__SOURCE__
▽
II. Destruction and Recovery in Italy

The Allied invasion of Italy in 1943 became the first test for the monuments program, which began with a single officer in the field. As fighting continued, the Roberts Commission in Washington argued for more men and support for the monuments operation. Over time the number of officers in Italy increased but still remained very small. Lieutenant Frederick Hartt was among the select group of MFAA officers who entered and worked in Tuscany in the wake of the advancing Allied armies. At the end of the war Hartt was honored by the city of Florence for his efforts.


Eighth Army General Alexander inspecting Florentine paintings, British War Office photograph. Frederick Hartt Papers
General Sir Harold Alexander’s well-publicized visit to the Castello di Montegufoni was part of the Allied effort to demonstrate its commitment to preserving Italy’s art and cultural heritage. Germans had stored paintings from Florentine collections at the castello during the war. MFAA officer Frederick Hartt, at left, looks into the camera.


To support troop morale, the army published pamphlets such as this guide, intended “to assist the servicemen in their quest for information concerning the famed places which are being liberated.” Frederick Hartt Papers


Reconnaissance photograph, Florence, Italy, c. 1945. Frederick Hartt Papers
As they retreated from Florence, German troops blew up the city’s historic bridges, including the Ponte alla Carraia, shown here. The famed Ponte Vecchio was left intact, although the ancient buildings at its approaches were reduced to rubble. The MFAA did everything possible to conserve and consolidate damaged structures, but many in Florence were beyond saving.
△
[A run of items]
▽
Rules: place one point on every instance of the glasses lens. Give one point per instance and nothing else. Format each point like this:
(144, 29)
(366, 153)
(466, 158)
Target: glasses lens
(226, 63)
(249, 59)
△
▽
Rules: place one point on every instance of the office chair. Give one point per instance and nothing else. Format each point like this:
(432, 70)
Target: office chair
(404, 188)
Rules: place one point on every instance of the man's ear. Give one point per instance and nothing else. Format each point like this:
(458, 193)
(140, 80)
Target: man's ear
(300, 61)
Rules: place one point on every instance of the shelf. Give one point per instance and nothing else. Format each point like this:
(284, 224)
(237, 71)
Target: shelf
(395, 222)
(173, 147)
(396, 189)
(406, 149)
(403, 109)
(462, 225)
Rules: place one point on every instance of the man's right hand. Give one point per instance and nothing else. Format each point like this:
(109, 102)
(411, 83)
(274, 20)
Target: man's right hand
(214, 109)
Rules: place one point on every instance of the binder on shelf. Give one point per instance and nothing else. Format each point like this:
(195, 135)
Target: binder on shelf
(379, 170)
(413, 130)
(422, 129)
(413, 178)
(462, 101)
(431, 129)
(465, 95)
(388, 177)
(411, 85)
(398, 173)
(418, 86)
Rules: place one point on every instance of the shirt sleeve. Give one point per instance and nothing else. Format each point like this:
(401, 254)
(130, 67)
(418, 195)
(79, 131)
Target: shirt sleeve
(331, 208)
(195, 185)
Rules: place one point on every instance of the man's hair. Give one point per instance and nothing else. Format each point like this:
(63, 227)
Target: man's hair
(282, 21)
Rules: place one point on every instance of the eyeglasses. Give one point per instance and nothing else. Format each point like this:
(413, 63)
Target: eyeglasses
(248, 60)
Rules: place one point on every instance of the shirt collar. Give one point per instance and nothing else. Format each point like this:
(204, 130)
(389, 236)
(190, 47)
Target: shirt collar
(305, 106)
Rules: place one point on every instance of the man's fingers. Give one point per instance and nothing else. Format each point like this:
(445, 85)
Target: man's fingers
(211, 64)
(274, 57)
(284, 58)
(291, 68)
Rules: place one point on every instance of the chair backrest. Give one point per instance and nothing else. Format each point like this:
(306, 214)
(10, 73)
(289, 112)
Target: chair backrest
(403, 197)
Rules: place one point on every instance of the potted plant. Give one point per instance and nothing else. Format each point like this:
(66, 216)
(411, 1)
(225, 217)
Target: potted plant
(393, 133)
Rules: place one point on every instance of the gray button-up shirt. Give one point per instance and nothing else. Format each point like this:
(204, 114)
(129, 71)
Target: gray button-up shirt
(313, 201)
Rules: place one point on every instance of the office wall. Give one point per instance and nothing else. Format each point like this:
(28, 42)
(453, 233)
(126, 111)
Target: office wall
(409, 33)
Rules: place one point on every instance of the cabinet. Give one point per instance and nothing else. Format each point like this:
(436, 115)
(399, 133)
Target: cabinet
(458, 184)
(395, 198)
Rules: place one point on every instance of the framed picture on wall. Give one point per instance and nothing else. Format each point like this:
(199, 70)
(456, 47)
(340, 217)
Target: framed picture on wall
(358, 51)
△
__WORK TO DO__
#1 According to the text on destruction and recovery in Italy, which Florentine bridge was left intact when German troops retreated?
#2 Write the next part of the text on destruction and recovery in Italy, picking up after its final sentence.

__RESULTS BY TASK__
#1 The Ponte Vecchio.

#2
Destroyed buildings in Florence following the Nazi retreat. Frederick Hartt Papers


San Leonardo in Val Passiria, Italy. Frederick Hartt Papers
In May 1945 large deposits of art from the Uffizi and other Florentine museums were found in the local jail of the northern Italian town of San Leonardo, where they had been moved by the German army. Frederick Hartt arrived at the jail on May 21 and returned often until the paintings were returned to Florence.


Trucks with Florentine art arriving at the Piazza della Signoria, July 22, 1945. Frederick Hartt Papers
The truck convoy with works of art from the jail at San Leonardo in Passiria was greeted by heralds, trumpeters, and jubilant celebrations as it reentered Florence.